= The exercise =
Copy the stretch of lines from the one containing "Where can you spot the evening" through the one containing "pixel 339 356", requests included, and shift every coordinate in the answers by -86.

Excerpts of pointing data:
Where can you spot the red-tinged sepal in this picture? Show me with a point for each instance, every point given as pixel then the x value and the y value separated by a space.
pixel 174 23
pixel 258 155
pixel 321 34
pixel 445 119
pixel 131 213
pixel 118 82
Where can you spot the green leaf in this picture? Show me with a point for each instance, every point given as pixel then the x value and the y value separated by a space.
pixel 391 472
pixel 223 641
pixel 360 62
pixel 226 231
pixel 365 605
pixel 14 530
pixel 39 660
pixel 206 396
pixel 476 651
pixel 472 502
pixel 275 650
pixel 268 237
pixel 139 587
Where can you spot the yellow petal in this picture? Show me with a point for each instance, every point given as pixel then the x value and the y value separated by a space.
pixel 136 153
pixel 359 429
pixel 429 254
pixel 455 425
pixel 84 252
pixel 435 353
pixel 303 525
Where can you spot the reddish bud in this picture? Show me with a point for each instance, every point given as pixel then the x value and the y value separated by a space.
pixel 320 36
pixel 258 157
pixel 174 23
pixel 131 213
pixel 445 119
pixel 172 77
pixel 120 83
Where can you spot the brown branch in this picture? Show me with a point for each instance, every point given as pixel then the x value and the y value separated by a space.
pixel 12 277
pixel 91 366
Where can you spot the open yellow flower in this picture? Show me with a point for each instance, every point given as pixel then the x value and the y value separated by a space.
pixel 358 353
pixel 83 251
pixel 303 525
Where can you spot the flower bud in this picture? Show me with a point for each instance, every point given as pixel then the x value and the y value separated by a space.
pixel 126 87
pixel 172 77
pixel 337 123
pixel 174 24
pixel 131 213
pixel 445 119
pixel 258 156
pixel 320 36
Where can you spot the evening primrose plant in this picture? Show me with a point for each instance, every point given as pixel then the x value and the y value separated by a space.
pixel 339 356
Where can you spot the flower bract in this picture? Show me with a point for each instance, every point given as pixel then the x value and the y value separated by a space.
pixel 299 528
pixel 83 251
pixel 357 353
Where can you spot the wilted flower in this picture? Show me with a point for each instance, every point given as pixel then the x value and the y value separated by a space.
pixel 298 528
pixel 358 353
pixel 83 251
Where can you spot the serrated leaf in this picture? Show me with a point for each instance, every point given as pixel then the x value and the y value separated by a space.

= Answer to the problem =
Where can you spot the evening primrose plant in this picture? Show me with a point for each instance, every point given as pixel then the x value and the y value separated by a space.
pixel 253 270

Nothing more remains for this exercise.